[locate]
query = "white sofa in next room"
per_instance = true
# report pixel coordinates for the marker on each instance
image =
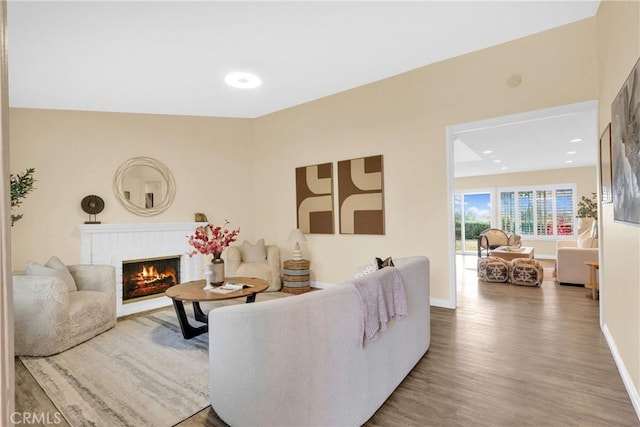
(300, 361)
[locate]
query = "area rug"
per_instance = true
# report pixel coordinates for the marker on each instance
(140, 373)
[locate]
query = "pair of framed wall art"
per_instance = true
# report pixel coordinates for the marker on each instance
(360, 198)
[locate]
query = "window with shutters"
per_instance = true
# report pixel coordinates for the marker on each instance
(541, 211)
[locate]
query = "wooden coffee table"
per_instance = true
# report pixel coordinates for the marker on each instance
(193, 292)
(508, 254)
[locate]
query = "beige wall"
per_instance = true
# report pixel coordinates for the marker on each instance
(585, 179)
(618, 27)
(405, 118)
(217, 171)
(77, 153)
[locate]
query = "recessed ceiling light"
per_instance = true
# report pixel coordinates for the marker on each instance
(242, 80)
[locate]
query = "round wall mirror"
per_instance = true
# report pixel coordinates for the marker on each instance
(144, 186)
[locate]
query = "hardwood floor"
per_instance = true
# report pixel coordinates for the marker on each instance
(507, 356)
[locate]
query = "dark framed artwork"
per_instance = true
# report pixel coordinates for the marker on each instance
(361, 195)
(625, 149)
(606, 194)
(314, 199)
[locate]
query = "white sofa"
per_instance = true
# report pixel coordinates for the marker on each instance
(299, 361)
(49, 318)
(267, 269)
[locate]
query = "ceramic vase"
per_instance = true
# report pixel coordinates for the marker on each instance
(217, 269)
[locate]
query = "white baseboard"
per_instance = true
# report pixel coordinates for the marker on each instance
(439, 302)
(624, 373)
(322, 285)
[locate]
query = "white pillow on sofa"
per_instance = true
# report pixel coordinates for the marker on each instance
(253, 253)
(53, 267)
(587, 242)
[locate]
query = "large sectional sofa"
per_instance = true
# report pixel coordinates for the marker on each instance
(300, 361)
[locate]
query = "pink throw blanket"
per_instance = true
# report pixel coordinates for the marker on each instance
(382, 299)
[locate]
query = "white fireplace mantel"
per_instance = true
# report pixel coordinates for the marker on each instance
(113, 243)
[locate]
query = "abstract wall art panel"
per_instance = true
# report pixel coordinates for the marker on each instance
(360, 195)
(314, 198)
(625, 149)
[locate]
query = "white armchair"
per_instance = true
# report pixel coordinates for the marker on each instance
(570, 259)
(50, 318)
(259, 260)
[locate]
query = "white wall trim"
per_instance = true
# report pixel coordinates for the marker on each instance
(624, 373)
(322, 285)
(444, 303)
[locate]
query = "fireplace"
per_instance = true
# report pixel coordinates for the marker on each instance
(149, 277)
(115, 244)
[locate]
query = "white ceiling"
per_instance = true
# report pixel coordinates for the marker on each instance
(554, 138)
(170, 57)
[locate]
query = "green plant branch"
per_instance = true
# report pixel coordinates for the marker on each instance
(588, 207)
(21, 185)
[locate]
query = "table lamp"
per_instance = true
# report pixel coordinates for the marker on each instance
(296, 237)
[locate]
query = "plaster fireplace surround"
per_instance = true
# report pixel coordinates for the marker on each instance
(113, 244)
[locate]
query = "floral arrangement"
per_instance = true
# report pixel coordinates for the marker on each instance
(210, 239)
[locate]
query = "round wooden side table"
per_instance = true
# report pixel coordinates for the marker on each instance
(296, 276)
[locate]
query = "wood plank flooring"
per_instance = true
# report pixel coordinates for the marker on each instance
(508, 356)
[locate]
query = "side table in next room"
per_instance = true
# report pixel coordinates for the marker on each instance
(296, 276)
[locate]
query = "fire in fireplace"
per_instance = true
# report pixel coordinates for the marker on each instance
(144, 278)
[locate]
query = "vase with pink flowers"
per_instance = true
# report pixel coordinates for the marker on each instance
(211, 240)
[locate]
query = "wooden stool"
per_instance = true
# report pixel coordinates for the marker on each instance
(296, 277)
(593, 278)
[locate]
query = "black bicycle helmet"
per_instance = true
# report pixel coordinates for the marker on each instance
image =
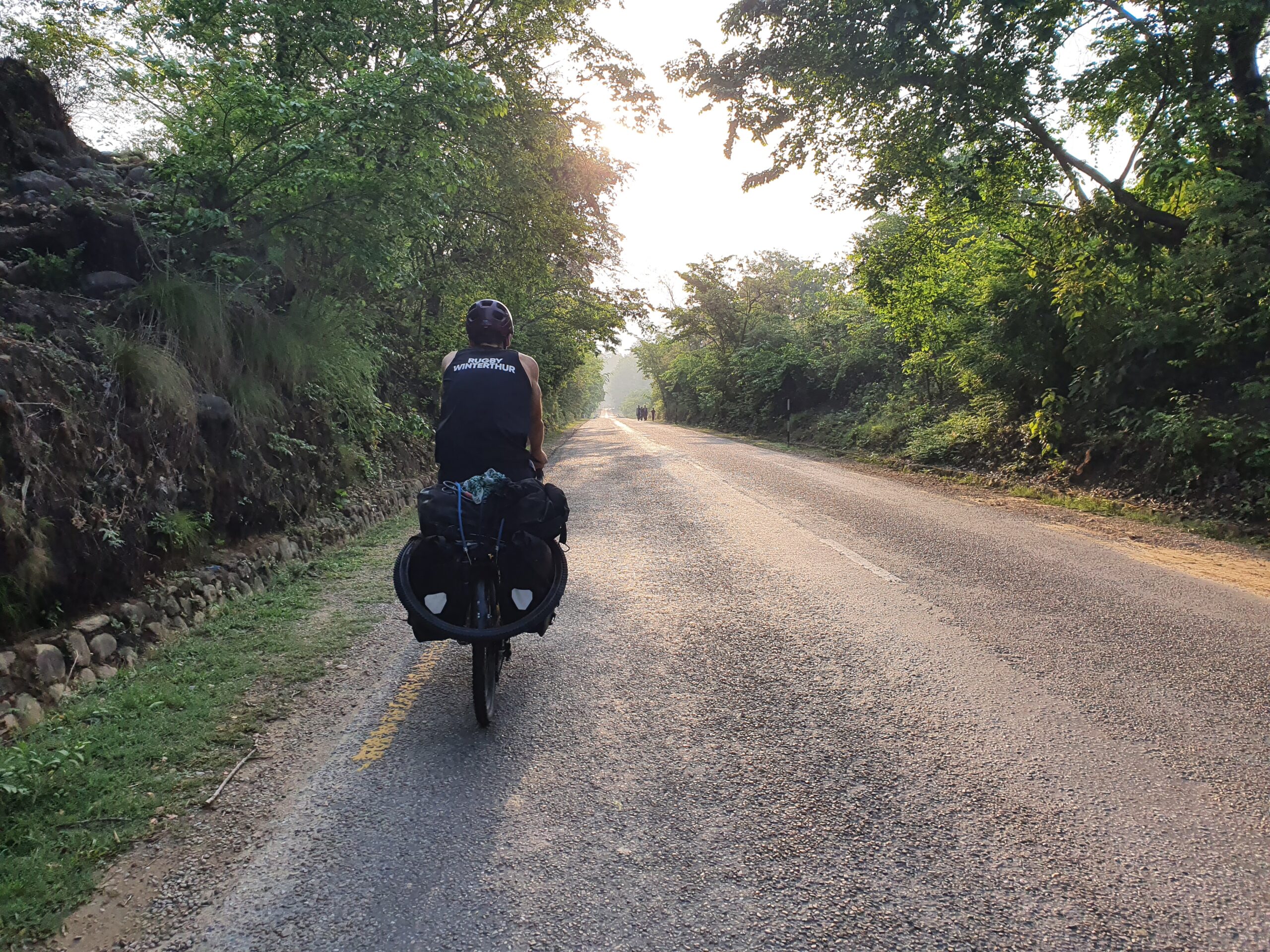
(489, 323)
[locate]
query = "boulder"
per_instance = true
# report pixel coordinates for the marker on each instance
(40, 182)
(30, 108)
(106, 284)
(76, 647)
(28, 711)
(215, 412)
(56, 694)
(135, 613)
(50, 664)
(92, 625)
(103, 647)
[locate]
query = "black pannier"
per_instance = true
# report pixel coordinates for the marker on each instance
(439, 578)
(525, 574)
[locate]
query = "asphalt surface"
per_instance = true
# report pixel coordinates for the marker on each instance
(795, 706)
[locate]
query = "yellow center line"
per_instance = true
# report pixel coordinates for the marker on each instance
(381, 738)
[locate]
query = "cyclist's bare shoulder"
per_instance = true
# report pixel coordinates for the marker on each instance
(531, 367)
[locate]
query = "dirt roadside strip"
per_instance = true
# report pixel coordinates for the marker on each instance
(146, 898)
(285, 672)
(1169, 546)
(189, 858)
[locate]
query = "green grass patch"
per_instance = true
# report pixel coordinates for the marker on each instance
(108, 767)
(1212, 529)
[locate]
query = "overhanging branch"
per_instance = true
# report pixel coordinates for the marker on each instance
(1173, 224)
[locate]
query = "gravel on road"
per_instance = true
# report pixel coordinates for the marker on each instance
(789, 705)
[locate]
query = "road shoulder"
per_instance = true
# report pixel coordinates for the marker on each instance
(1169, 546)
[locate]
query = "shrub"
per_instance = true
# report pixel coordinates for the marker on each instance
(151, 370)
(955, 438)
(181, 531)
(54, 272)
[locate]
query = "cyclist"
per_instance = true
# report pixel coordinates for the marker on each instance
(491, 403)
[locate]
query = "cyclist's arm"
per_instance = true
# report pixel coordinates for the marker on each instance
(538, 428)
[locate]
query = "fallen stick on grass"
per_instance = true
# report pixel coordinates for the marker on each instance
(230, 776)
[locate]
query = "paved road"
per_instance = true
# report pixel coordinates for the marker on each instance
(794, 706)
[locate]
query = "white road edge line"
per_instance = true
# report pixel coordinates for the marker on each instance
(860, 560)
(850, 555)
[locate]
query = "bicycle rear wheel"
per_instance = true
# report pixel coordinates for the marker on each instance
(487, 656)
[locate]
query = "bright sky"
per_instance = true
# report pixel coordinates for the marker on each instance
(684, 200)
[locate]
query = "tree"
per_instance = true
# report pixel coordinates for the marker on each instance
(890, 89)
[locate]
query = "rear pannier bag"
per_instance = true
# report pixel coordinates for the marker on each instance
(439, 578)
(525, 574)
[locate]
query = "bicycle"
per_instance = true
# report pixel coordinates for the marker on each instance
(489, 638)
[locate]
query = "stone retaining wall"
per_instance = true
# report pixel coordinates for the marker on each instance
(50, 665)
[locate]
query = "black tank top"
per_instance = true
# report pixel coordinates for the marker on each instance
(486, 411)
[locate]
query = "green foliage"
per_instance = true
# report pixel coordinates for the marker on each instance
(289, 446)
(26, 771)
(153, 371)
(54, 272)
(1115, 318)
(181, 531)
(155, 740)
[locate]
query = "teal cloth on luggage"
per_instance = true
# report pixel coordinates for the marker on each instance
(483, 486)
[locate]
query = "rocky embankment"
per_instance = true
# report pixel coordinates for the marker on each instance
(120, 457)
(49, 665)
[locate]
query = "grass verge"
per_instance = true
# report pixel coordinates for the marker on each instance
(1095, 506)
(128, 756)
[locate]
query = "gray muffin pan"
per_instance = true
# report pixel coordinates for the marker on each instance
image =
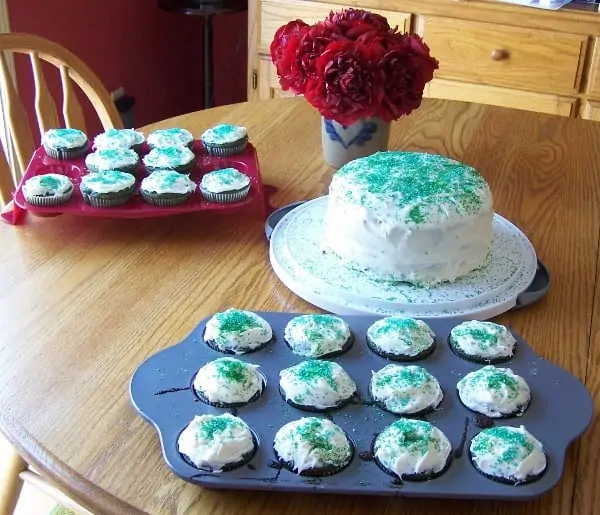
(560, 410)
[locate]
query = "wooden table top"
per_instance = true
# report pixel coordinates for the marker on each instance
(84, 301)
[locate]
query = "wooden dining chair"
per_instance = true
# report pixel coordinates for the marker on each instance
(71, 69)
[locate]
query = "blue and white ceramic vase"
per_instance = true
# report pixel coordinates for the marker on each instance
(343, 143)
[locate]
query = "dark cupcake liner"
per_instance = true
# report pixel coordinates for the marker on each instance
(225, 197)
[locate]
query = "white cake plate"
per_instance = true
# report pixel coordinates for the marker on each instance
(319, 277)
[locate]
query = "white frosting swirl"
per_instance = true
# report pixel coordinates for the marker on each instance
(401, 336)
(510, 453)
(495, 392)
(228, 381)
(485, 340)
(212, 442)
(49, 184)
(318, 384)
(237, 331)
(109, 181)
(316, 335)
(310, 443)
(409, 447)
(224, 134)
(168, 181)
(226, 179)
(405, 389)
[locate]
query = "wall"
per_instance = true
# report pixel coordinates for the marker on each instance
(155, 55)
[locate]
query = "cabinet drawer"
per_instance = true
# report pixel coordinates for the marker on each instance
(501, 55)
(275, 13)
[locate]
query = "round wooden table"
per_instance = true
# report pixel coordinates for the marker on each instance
(84, 301)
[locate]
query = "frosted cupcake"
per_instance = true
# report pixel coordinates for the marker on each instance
(316, 386)
(217, 443)
(65, 143)
(47, 190)
(494, 392)
(236, 331)
(318, 336)
(401, 339)
(313, 447)
(412, 450)
(119, 159)
(509, 455)
(165, 188)
(482, 342)
(225, 186)
(228, 383)
(225, 140)
(107, 189)
(174, 137)
(179, 159)
(406, 390)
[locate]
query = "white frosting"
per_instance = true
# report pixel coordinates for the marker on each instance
(224, 134)
(495, 392)
(485, 340)
(508, 452)
(227, 179)
(112, 158)
(118, 138)
(109, 181)
(312, 442)
(168, 181)
(316, 335)
(212, 442)
(237, 331)
(405, 389)
(64, 138)
(170, 138)
(401, 336)
(409, 447)
(407, 216)
(168, 157)
(49, 184)
(228, 381)
(319, 384)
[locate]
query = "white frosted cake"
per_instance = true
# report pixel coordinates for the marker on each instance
(408, 216)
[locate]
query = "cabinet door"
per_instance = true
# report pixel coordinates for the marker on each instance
(503, 97)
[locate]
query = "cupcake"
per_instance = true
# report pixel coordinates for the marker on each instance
(318, 336)
(405, 390)
(401, 339)
(316, 386)
(312, 447)
(224, 186)
(119, 138)
(65, 143)
(107, 189)
(217, 443)
(166, 188)
(236, 331)
(47, 190)
(509, 455)
(482, 342)
(494, 392)
(225, 140)
(119, 159)
(228, 383)
(170, 138)
(179, 159)
(412, 450)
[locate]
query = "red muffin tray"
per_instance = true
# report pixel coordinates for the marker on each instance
(40, 163)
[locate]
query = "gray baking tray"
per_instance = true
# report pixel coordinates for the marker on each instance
(560, 410)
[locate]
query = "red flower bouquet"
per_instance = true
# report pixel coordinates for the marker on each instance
(353, 65)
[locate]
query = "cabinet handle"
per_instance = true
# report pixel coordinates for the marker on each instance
(498, 54)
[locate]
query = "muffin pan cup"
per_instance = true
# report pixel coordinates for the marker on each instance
(560, 410)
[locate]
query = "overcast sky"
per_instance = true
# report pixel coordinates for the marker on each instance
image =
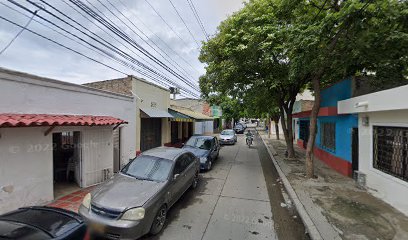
(32, 54)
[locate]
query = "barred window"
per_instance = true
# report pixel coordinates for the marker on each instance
(304, 130)
(328, 136)
(391, 150)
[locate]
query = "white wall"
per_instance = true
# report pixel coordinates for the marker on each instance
(384, 186)
(392, 99)
(151, 96)
(26, 158)
(26, 167)
(22, 93)
(199, 127)
(208, 127)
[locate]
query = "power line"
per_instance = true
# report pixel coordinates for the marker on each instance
(129, 40)
(19, 33)
(111, 47)
(61, 45)
(134, 61)
(165, 22)
(113, 37)
(181, 18)
(158, 37)
(197, 17)
(178, 67)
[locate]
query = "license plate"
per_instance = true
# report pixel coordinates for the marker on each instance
(97, 228)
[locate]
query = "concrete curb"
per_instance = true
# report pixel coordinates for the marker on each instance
(304, 215)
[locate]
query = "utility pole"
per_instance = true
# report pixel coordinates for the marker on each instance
(269, 126)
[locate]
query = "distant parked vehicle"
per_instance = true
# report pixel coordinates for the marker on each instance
(31, 223)
(249, 138)
(206, 148)
(239, 128)
(228, 136)
(135, 201)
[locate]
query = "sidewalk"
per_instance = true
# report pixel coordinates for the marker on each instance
(333, 203)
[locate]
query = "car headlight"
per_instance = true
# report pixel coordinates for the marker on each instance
(86, 202)
(134, 214)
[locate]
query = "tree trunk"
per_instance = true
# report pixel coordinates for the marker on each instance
(275, 119)
(277, 130)
(287, 132)
(313, 129)
(290, 147)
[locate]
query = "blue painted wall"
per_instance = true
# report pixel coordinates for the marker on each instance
(344, 123)
(337, 92)
(344, 127)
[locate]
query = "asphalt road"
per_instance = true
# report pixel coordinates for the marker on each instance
(232, 201)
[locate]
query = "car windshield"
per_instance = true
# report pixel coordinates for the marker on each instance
(202, 143)
(148, 168)
(227, 132)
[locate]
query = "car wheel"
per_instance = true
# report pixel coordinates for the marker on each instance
(209, 165)
(159, 220)
(196, 178)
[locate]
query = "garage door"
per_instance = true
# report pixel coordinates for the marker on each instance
(150, 133)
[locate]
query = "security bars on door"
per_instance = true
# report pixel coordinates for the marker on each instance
(328, 136)
(390, 148)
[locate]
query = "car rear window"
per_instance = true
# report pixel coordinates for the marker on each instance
(52, 222)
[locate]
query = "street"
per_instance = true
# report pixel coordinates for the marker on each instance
(233, 201)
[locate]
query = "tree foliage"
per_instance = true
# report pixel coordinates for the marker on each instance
(266, 53)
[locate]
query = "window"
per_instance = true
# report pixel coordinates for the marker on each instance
(328, 136)
(391, 150)
(304, 130)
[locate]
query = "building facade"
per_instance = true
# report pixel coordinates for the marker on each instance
(153, 125)
(335, 132)
(56, 136)
(383, 143)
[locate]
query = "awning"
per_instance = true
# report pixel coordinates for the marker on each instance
(155, 113)
(33, 120)
(192, 114)
(179, 117)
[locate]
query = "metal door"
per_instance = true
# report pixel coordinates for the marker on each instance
(150, 133)
(116, 150)
(354, 149)
(77, 158)
(174, 132)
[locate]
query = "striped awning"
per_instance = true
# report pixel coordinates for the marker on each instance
(179, 117)
(155, 113)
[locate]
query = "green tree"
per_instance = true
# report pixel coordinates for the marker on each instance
(331, 40)
(250, 52)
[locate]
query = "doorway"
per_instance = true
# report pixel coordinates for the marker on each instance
(150, 133)
(354, 149)
(116, 149)
(66, 162)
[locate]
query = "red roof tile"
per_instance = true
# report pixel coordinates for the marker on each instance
(32, 120)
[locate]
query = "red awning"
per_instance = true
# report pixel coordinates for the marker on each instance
(33, 120)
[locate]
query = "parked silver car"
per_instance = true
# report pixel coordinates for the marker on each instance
(228, 136)
(135, 201)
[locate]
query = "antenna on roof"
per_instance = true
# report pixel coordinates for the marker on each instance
(174, 91)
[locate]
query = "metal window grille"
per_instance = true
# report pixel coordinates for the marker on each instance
(303, 130)
(391, 150)
(328, 136)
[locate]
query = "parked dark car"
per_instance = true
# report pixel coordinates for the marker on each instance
(206, 148)
(135, 201)
(228, 136)
(239, 128)
(32, 223)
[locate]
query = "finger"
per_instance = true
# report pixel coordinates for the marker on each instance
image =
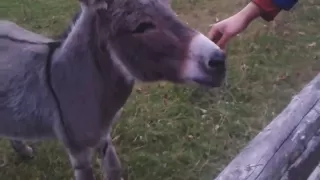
(223, 40)
(214, 34)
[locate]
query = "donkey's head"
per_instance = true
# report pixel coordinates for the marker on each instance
(149, 42)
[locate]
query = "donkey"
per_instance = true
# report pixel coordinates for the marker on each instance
(73, 90)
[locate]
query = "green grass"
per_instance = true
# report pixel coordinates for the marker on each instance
(170, 132)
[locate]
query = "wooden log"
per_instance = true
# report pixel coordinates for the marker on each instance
(273, 152)
(306, 163)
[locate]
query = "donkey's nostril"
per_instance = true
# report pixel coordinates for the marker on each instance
(217, 60)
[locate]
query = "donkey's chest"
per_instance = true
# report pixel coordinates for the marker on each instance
(113, 100)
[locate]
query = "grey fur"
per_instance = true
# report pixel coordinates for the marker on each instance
(76, 94)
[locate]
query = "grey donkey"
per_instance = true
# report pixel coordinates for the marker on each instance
(73, 89)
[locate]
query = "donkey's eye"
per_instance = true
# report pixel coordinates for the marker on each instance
(143, 27)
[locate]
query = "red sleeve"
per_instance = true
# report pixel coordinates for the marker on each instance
(270, 10)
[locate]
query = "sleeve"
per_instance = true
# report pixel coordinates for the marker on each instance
(285, 4)
(271, 8)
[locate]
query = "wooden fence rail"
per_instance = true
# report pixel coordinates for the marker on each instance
(288, 148)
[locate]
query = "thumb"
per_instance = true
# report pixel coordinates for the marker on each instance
(214, 34)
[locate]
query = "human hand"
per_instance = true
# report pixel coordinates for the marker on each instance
(223, 31)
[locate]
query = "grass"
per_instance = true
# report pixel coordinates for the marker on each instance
(171, 132)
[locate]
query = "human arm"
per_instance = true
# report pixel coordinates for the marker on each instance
(223, 31)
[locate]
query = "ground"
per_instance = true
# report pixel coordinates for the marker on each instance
(170, 132)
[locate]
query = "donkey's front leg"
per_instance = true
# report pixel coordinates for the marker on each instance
(81, 163)
(110, 163)
(22, 149)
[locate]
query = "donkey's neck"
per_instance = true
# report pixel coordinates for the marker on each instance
(88, 84)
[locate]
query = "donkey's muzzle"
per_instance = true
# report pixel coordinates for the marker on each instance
(217, 62)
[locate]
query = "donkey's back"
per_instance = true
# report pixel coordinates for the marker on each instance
(26, 106)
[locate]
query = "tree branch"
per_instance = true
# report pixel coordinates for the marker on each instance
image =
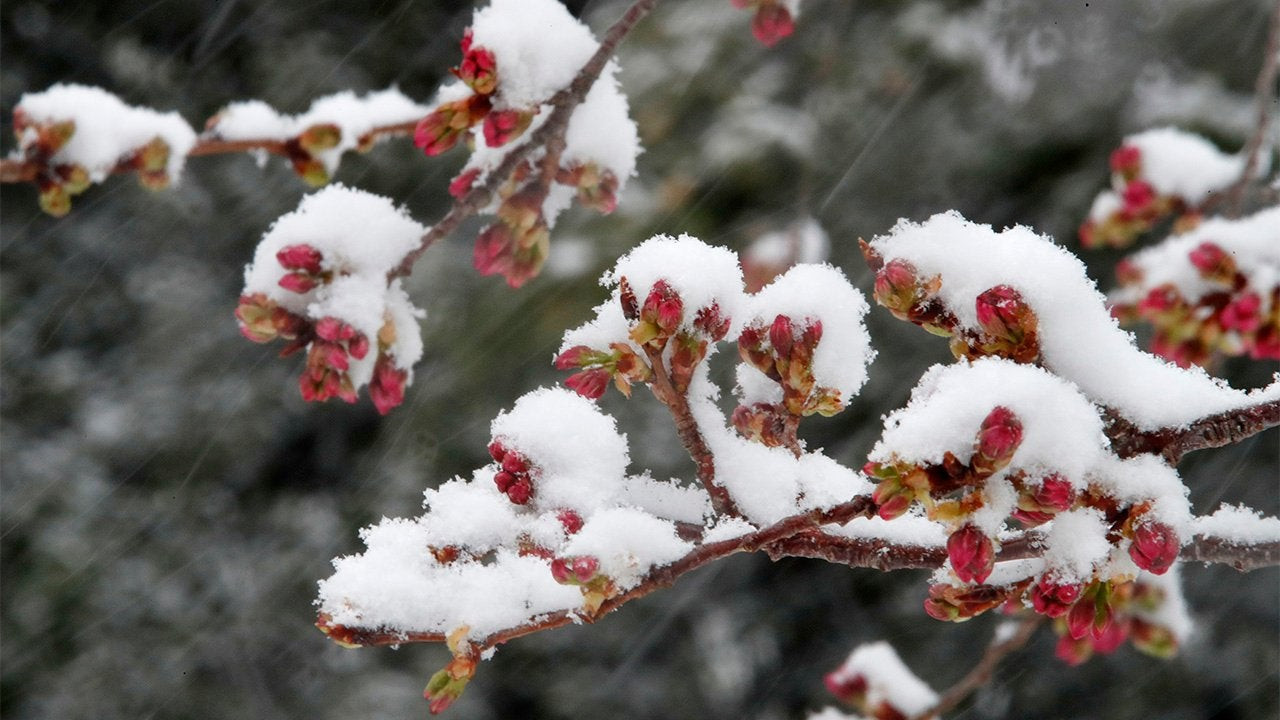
---+---
§ Your objective: Count the lines above that contain the string "black" and reply with only the number.

§ Result of this exercise: 3